Work task:
Look through the listing underneath for "arch", and copy every line that has it.

Material to process:
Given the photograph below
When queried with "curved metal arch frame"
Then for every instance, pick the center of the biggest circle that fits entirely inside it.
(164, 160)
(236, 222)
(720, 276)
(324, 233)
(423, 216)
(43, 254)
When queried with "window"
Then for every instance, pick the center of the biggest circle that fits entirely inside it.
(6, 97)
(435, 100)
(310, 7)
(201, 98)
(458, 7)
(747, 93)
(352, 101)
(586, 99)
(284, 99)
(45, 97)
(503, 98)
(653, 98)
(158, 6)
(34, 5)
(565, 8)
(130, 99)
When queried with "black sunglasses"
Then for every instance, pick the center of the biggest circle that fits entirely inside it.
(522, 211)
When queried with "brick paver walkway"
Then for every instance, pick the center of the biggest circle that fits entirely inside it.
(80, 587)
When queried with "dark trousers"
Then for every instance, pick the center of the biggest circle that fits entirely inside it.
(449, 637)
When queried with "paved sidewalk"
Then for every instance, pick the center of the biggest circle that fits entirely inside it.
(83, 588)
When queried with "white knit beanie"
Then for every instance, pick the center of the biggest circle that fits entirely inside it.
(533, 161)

--

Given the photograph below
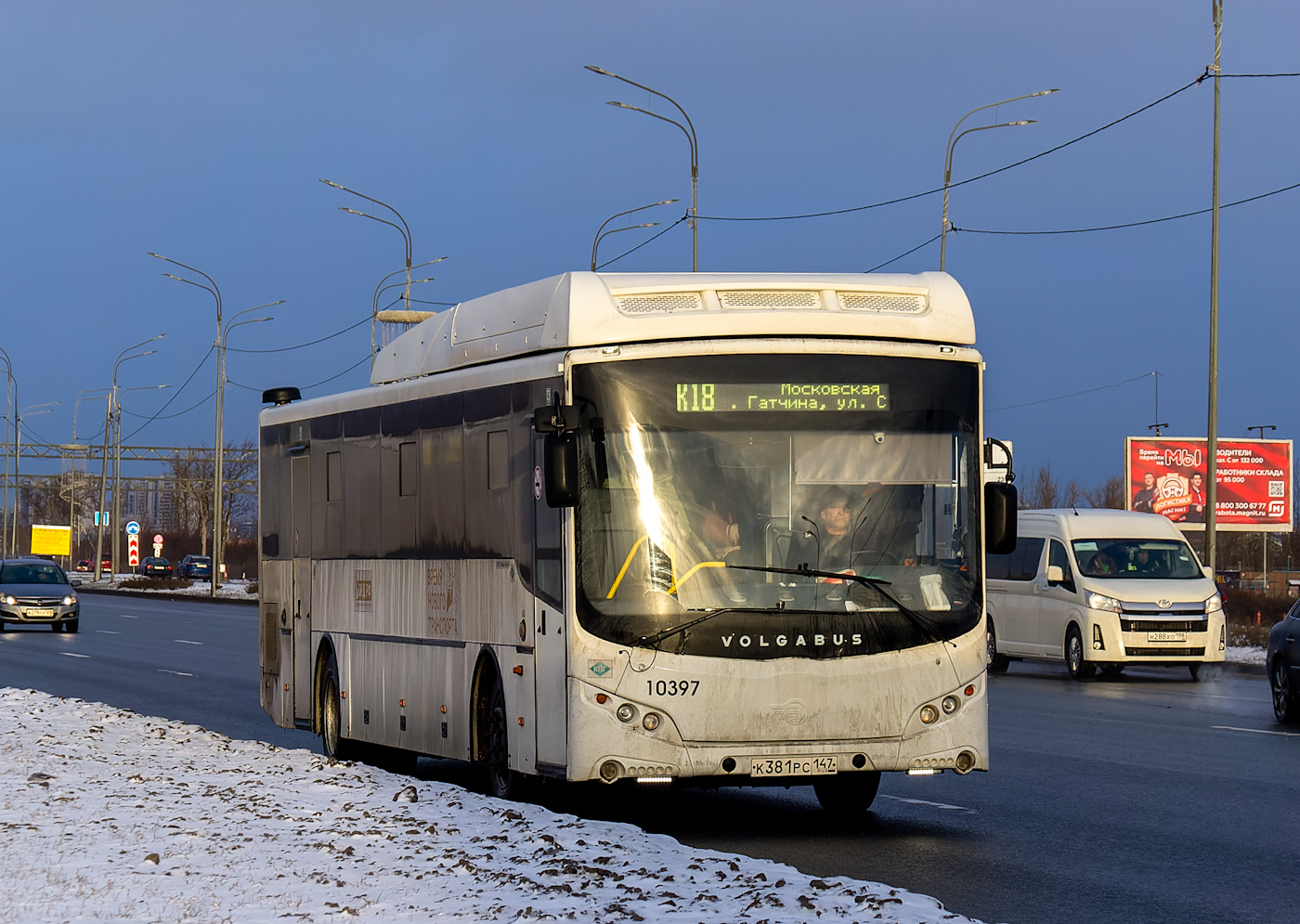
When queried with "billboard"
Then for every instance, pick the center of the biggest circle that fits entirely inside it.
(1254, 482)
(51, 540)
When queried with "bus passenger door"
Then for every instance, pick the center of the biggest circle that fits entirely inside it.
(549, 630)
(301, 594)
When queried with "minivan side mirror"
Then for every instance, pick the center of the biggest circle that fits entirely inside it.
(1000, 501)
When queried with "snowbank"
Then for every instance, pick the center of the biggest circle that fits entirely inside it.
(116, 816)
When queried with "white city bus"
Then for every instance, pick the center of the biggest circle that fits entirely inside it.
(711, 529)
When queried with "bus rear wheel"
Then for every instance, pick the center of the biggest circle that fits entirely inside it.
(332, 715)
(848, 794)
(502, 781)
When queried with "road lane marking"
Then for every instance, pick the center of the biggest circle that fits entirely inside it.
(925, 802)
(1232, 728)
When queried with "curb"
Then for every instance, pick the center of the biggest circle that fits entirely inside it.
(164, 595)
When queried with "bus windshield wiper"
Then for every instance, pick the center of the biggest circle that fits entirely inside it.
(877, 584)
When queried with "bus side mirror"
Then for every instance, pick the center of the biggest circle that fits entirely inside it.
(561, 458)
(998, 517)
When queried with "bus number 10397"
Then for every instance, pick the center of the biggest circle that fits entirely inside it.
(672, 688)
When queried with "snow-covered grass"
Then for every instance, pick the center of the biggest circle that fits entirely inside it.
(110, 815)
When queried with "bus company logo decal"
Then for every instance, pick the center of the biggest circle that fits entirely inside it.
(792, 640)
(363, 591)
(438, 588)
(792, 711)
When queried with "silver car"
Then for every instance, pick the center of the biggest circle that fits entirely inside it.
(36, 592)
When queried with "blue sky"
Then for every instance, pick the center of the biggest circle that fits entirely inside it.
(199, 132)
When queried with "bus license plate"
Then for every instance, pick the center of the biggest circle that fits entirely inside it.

* * *

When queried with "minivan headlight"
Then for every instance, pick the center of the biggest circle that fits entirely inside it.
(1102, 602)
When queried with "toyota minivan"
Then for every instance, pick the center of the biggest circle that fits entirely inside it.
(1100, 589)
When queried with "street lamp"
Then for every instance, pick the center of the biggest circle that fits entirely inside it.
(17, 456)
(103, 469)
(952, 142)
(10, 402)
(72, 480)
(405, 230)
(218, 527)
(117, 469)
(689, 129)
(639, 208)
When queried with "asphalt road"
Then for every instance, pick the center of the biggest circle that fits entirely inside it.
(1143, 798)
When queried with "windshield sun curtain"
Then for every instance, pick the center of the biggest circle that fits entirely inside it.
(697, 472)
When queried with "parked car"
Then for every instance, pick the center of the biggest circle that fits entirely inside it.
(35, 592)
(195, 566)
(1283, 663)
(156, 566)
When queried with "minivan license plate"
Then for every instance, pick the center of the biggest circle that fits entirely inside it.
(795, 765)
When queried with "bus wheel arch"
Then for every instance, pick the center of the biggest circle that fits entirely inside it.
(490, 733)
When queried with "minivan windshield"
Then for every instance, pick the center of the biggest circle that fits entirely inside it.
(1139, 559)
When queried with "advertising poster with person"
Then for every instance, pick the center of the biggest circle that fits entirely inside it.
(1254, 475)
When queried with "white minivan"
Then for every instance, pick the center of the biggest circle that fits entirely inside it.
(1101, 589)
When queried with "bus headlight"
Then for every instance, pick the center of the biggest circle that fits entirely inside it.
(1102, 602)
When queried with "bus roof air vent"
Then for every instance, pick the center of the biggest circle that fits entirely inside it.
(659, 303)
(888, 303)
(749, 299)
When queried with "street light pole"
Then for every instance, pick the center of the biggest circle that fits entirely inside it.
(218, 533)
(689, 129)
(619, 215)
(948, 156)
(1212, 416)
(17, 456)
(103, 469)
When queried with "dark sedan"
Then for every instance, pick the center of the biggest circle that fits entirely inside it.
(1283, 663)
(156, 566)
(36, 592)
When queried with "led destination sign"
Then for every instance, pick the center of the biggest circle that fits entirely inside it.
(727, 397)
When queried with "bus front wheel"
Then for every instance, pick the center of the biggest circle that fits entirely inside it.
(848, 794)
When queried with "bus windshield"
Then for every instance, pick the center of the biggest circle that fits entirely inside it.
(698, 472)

Worked solution:
When queried with "curved metal arch frame"
When queried with "bus wheel arch"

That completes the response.